++++ Dataset entries ++++

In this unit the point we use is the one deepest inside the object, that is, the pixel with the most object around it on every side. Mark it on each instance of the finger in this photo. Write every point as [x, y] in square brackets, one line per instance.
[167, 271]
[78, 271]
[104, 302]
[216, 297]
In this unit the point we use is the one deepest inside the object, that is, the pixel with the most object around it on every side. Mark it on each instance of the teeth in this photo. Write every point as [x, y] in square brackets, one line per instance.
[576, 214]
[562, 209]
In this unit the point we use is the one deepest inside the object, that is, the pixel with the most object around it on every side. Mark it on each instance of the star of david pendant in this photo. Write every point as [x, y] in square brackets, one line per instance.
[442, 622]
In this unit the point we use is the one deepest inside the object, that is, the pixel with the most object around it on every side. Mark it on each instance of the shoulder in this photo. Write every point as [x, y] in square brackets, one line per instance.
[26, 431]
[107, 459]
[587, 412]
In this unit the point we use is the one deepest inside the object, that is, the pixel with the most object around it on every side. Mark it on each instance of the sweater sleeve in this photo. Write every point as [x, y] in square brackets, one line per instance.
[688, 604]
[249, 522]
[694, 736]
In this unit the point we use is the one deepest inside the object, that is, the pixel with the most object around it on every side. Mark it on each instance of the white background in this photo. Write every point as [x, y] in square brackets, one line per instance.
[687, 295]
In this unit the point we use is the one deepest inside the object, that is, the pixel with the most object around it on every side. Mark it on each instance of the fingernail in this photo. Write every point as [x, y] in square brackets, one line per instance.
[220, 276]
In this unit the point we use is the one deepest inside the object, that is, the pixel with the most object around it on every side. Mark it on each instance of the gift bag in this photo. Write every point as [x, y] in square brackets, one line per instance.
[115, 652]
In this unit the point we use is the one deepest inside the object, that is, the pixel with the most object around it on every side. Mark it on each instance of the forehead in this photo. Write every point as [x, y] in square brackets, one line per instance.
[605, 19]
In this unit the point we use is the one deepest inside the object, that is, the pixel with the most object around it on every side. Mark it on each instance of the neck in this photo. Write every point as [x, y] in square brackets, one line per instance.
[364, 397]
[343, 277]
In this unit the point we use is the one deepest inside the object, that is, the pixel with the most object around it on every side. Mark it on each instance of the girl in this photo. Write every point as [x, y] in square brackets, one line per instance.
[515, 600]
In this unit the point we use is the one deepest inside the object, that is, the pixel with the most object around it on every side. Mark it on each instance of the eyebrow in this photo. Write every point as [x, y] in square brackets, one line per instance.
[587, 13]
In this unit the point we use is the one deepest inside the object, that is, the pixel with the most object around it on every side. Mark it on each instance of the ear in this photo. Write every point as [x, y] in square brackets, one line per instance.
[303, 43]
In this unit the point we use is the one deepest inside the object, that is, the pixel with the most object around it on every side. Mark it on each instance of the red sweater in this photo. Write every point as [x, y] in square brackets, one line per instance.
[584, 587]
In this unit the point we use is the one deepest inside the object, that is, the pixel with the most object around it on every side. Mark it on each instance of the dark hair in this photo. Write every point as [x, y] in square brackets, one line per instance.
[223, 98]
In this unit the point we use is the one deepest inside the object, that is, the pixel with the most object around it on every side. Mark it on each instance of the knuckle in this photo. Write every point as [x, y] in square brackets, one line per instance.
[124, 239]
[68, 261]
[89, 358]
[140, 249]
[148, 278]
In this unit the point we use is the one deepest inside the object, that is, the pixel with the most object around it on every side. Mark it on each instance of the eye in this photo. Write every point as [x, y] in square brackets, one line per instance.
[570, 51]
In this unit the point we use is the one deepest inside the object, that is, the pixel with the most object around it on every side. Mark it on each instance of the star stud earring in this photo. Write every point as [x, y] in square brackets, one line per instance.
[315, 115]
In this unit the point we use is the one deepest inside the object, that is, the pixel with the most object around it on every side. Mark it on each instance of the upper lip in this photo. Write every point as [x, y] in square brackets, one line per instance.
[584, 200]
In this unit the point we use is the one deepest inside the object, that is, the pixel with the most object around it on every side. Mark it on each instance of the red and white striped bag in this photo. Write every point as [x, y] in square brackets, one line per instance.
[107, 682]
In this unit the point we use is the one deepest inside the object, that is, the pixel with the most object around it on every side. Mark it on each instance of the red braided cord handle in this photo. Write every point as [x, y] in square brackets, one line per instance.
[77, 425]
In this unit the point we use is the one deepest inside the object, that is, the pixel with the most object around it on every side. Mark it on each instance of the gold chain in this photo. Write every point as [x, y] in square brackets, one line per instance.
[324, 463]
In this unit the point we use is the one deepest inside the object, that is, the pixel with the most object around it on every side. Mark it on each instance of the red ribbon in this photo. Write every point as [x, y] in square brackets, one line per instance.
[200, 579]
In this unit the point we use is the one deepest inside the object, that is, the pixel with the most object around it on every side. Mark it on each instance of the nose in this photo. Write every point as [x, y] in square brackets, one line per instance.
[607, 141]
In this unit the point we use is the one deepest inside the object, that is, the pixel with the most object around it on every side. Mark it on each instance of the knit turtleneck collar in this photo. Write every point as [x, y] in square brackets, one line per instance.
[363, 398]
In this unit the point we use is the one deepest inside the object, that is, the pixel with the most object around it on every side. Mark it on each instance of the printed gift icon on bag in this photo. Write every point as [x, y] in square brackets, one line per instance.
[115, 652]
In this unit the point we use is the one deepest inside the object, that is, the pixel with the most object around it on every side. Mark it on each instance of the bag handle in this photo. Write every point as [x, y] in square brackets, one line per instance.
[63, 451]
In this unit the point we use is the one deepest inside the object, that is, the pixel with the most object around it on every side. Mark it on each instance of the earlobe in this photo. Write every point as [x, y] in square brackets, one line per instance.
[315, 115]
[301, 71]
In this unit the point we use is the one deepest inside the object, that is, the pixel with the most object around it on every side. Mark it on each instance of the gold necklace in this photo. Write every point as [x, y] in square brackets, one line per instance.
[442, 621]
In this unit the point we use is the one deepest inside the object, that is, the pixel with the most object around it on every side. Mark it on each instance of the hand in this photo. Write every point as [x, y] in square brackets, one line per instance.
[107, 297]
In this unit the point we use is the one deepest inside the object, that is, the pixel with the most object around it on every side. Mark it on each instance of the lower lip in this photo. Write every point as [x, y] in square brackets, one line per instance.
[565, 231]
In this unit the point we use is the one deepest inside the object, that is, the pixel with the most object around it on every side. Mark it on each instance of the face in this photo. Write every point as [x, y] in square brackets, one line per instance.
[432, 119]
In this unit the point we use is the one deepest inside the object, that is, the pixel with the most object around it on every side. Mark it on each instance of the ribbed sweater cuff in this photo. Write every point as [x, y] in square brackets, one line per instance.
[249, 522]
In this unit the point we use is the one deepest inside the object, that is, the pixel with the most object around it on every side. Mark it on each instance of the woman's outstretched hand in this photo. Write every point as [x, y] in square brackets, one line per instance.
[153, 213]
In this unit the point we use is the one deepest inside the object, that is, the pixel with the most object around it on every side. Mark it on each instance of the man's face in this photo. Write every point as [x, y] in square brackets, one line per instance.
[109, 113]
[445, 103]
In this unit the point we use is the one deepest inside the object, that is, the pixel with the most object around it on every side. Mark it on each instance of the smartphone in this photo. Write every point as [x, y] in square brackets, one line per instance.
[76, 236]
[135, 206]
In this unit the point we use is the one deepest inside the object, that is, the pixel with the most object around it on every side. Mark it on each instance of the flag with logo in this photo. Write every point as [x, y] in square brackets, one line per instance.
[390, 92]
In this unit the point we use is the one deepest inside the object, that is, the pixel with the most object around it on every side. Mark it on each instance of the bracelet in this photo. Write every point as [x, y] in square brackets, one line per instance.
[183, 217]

++++

- **Exercise prompt**: Retype all of the material above with every character intact.

- **Problem solution**:
In this unit the point we use is the one deepest inside the object, that is, the pixel with the most object around it on every side. Mark it on each instance of the finger in this photo. Write every point as [x, y] in square brackets, one line per instance.
[167, 271]
[78, 271]
[104, 302]
[216, 297]
In this unit the point we use is the one deepest inside the object, that is, the pixel with the most object around it on every side. Mark it on each instance of the teeth in this photo. Write every point as [x, y] in square brackets, one line per instance.
[576, 214]
[562, 209]
In this unit the point we use is the one deepest inside the object, that is, the pixel with the most object around it on every side. Mark it on each instance of the star of david pendant in this photo. Write every point as [x, y] in square brackets, one line per instance.
[442, 622]
In this unit the point we use is the one deepest inside the object, that is, the pixel with the most object around it on every side. Mark it on each instance of the shoulder in this photo. Write every point as [x, y] in square brackets, one line per instance.
[26, 431]
[107, 459]
[587, 412]
In this unit the point we use is the one deepest inside the object, that is, the pixel with the most object around it on every side. Mark it on each instance of the sweater sleeve in this photo. Write every point as [x, y] in square brackets, one line per instance.
[688, 604]
[249, 522]
[694, 736]
In this unit the point we use is the one deepest inside the object, that is, the pixel with the most object around it on every side. Mark it on each instance of the white background in this photo. Write every point as [x, y] in square brackets, one line per instance.
[687, 295]
In this unit the point we use is the one deepest inside the object, that is, the pixel with the most object around it on every side. Mark it on each instance of the fingernail in this photo. Write every point as [x, y] in square brackets, one line per instance.
[220, 276]
In this unit the point we use is the one deepest inside the object, that is, the pixel with the most object around it on every side. Mark it on each instance of the gift bag in this photo. Write every point as [x, y] in square brackets, one line per instance.
[115, 652]
In this unit the point we use is the one deepest inside the object, that is, the pixel with the most object around it on every side. Mark it on each instance of the forehead in this photo. Write every point as [x, y] in square brackets, one line per instance.
[605, 19]
In this unit the point we use is the one deepest inside the object, that is, the pixel with the most object around it on every side. Mark it on each instance of the neck in this photo. Write every point as [x, y] in square brackets, one line per instance.
[364, 397]
[343, 277]
In this unit the point we use is the one deepest inside the object, that is, the pixel with the most object around it on every side. Mark it on each instance of the girl in this photo. Write every point as [x, y] in square brackets, one line per instance.
[515, 600]
In this unit the point we use is the one deepest inside the object, that is, the pixel with the most object around it on every side. Mark it on each instance of the eyebrow in this photo. Write every point as [x, y] in square brackets, one line per instance.
[587, 13]
In this unit the point we use is the one deepest inside the object, that is, the pixel with the most object around it on every side. Mark it on each instance of the ear in this photo. Write every point as [x, y] in square brackets, one line per instance.
[303, 43]
In this unit the point we use is the one deepest inside the object, that is, the pixel with the most object around it on every side. Mark it on each instance of the red sweater in this photo. Write every point as [x, y] in square brackets, one line per instance.
[584, 587]
In this unit the point we use is the one deepest inside the object, that is, the pixel with the most object around it on every side. Mark it on each instance of the dark hair in this photo. Write every point as [x, y] in square brackets, one line per instance.
[223, 98]
In this unit the point we use is the one deepest inside the object, that is, the pixel with the most object around it on every side. Mark it on each instance of the knuckle in this photo. Write every point as [x, y] in square brackets, one line per instance.
[124, 239]
[68, 261]
[89, 358]
[140, 249]
[148, 278]
In this unit the point we use is the one deepest inside the object, that is, the pixel with the most object around it on every side. Mark it on each instance of the eye in this photo. Write every point as [x, y] in square brackets, one line per instance.
[570, 51]
In this unit the point we use is the one deepest inside the object, that is, the pixel with the most object around it on every side. Mark it on each instance of the star stud earring in this photo. Write every point as [x, y] in square brackets, one line per instance.
[315, 115]
In this unit the point we use is the one deepest inside the object, that is, the pixel with the most object around it on every side. Mark it on each instance of the upper lip in this photo. Write every point as [x, y] in square brackets, one line per instance.
[584, 200]
In this unit the point we use is the one deepest inside the object, that is, the pixel with the most object around it on every side. Mark it on each instance of the red and white striped bag in this photo. Write every point as [x, y] in square brackets, one line per instance.
[107, 682]
In this unit the point we use is the one deepest inside the object, that is, the pixel with the most object around it on every side. Mark it on each instance of the red braided cord handle in this photo. Write every point as [x, y] in square brackets, one line per instance.
[77, 425]
In this unit the point we use is the one deepest inside the object, that is, the pixel with the most object around it on every side. Mark it on each instance of the gold chain in this photo. Write every point as [x, y] in square brackets, one line per instance.
[324, 463]
In this unit the point we use is the one deepest inside the object, that is, the pixel with the most object around it on every side. Mark it on each instance of the red ribbon in this photo. Write every point as [x, y] in square brackets, one line per instance.
[200, 579]
In this unit the point we use is the one deepest inside the object, that is, the pixel with the most object around it on every side. Mark it on each instance of the nose in this photo. Write every point as [x, y] in square brackets, one line per instance.
[607, 141]
In this unit the point we use is the one deepest inside the object, that is, the pixel with the most object around it on every side. Mark it on each instance of the knit turtleneck collar in this photo. Write every point as [x, y] in square brackets, one line per instance.
[363, 398]
In this unit the point we use is the one deepest inside the object, that is, the pixel with the most object around it on every side. Mark it on each instance of the printed gift icon on bag in this photo. Write every point as [x, y] in square brackets, one line per instance.
[115, 652]
In this unit the point we use is the one deepest inside the object, that is, the pixel with the most object around it on every side. Mark it on each instance of the bag handle in this photo. Write every point as [x, y] in square brackets, one line per instance.
[63, 451]
In this unit the point we use is the one deepest inside the object, that is, the pixel with the most object around it on every side. Mark it on each instance of the earlobe in this photo. Write every point as [x, y] in square brackets, one line per instance.
[315, 115]
[301, 71]
In this unit the point we use is the one deepest inside the object, that is, the pixel with the most object around it on every side. Mark it on each instance of the gold necklace in this photo. Write every point as [x, y] in square brackets, one line per instance.
[442, 621]
In this unit the point we use is the one deepest inside the object, that is, the pixel with the most object around it on every side. Mark it on each instance of the hand in this photo. Write every point as [x, y] in square brackets, one line per instance.
[107, 297]
In this unit the point we use is the one deepest inside the object, that is, the pixel with the most object around it on every side. Mark it on each instance of the lower lip in this photo. Write every point as [x, y] in square brackets, one line per instance.
[565, 231]
In this unit the point we use is the one deepest inside the object, that is, the pixel with the most object around it on every side. Mark it on each instance of the face in this photo. Write every point as [x, y] in square brackets, one line per instance.
[432, 119]
In this unit the point we use is the one deepest inside the object, that is, the pixel with the most object around it on every side. Mark it on each instance of the ribbed sweater cuff in this photo. Write every point as [x, y] in square brackets, one line per instance.
[249, 522]
In this unit the point we use is the one deepest inside the object, that is, the pixel with the most object around it on every side. Mark it on each instance of the woman's outstretched hand in this photo. Write every point as [x, y] in square brackets, one line per instance.
[153, 213]
In this unit the point we use is the one deepest inside the object, that is, the pixel with the most object around it on every side. Mark it on each instance of the man's face in this photo. Write every point as [x, y] in square brackets, one line per instance.
[109, 113]
[445, 103]
In this unit the point we use is the one deepest inside the object, that is, the pixel with the most object around it on every side. Mark it on each instance of the smartphone in this photo. Write every point as [x, y] in square brackets, one line per instance.
[76, 236]
[135, 206]
In this unit the point we use is the one deepest inside the object, that is, the pixel with the most object around it on every side. Mark it on each instance of the flag with logo in this photo. Write every point as [x, y] in square brackets, one line per instance.
[390, 92]
In this unit the point we use is the one deepest inside the object, that is, the pixel with the most object around it on every side. Mark it on each instance of the bracelet in this photo. Write every point as [x, y] in square brackets, one line per instance.
[183, 217]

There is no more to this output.